Short task:
Can you write out again the lines starting with the line with "Target: black pants" and going on through the last line, requests included, offsetting every coordinate in the answers by -47 and leaving the pictures out?

Labeled-object pointing lines:
------------------------------------------------

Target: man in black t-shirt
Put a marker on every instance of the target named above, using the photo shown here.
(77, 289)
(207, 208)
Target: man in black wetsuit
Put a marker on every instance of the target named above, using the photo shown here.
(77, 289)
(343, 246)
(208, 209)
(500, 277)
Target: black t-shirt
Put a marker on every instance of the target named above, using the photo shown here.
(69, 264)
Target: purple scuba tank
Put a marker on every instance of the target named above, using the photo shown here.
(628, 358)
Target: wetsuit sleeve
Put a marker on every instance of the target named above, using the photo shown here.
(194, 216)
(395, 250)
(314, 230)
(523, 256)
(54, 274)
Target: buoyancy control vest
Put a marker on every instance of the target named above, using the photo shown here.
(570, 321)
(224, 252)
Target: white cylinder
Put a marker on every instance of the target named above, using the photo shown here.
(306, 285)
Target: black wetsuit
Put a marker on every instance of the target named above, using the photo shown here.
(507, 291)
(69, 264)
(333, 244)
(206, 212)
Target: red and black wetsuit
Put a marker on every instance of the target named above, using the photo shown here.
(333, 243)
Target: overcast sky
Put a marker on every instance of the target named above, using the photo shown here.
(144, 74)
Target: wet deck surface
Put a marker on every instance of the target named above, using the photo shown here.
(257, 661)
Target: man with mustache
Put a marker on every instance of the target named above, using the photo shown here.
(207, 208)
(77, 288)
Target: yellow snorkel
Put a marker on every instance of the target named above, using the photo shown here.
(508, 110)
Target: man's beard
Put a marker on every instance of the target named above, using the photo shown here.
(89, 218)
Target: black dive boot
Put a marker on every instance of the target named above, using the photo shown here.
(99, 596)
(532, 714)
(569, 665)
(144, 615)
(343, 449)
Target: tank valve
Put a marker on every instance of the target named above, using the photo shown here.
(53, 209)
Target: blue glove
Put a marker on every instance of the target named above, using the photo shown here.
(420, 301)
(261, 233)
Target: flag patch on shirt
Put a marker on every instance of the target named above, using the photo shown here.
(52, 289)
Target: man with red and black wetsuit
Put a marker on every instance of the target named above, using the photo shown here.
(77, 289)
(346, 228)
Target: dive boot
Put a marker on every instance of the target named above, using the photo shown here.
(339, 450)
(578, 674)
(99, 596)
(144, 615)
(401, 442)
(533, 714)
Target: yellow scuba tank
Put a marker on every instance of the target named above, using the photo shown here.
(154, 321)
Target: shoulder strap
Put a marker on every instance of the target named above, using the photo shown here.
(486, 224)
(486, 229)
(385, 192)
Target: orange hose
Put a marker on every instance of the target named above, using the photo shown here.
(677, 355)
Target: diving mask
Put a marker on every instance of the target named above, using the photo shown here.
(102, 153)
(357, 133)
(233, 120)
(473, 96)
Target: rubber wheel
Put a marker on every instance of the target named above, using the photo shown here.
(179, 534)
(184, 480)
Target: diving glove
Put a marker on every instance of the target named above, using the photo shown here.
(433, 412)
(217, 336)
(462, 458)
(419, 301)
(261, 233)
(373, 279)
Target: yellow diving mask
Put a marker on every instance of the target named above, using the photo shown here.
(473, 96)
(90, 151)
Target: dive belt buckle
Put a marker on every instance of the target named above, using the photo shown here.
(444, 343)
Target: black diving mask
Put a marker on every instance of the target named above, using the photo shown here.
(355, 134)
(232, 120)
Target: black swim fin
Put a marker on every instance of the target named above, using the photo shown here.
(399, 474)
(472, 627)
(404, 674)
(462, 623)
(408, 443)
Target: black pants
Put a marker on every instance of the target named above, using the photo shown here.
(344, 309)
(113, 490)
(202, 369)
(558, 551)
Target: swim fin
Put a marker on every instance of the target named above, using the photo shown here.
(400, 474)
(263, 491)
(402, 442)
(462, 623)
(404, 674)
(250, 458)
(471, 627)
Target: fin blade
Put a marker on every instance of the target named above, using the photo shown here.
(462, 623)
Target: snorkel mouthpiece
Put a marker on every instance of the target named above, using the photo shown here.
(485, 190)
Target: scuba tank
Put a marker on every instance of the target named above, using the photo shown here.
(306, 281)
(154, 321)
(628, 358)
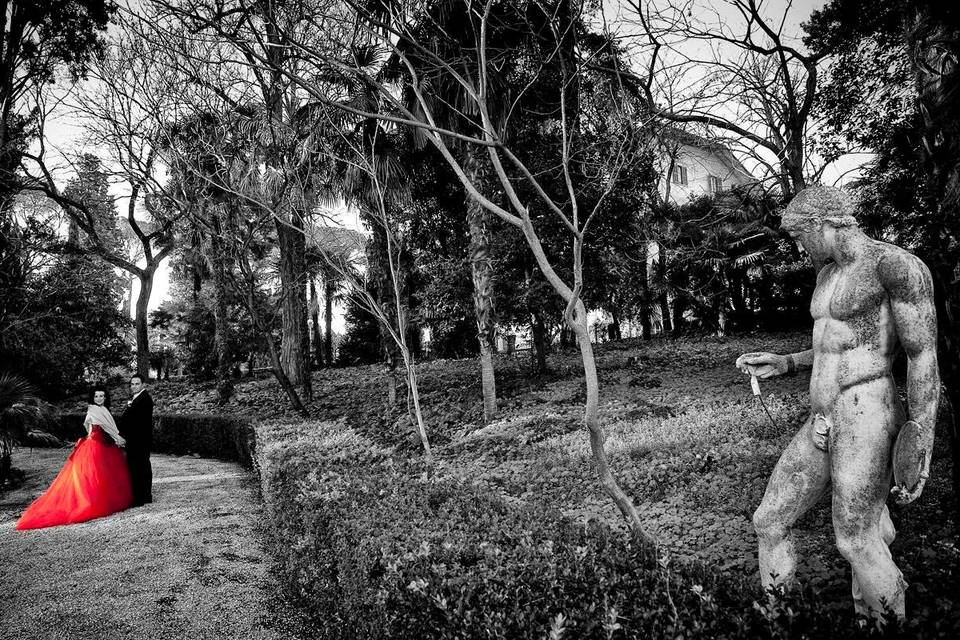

------------------------------------------------

The completed task:
Target: black pants
Put a marker on every instance of the target named above, using the photo shown here.
(297, 262)
(66, 443)
(155, 322)
(511, 504)
Target: swim fin
Put a marker on every instance of the target named above, using the photo shown here.
(353, 427)
(216, 444)
(355, 395)
(415, 576)
(357, 627)
(203, 411)
(424, 580)
Target: fin blade
Put a marker on every instance of the target named above, using the photo shown here.
(415, 576)
Target: snorkel mouthpiece
Put a marker on every instance of the target named above, using the photo shown here.
(438, 143)
Target: scuba tank
Put a marker on every instance of the target named above, using the photo shown here.
(259, 234)
(107, 274)
(581, 311)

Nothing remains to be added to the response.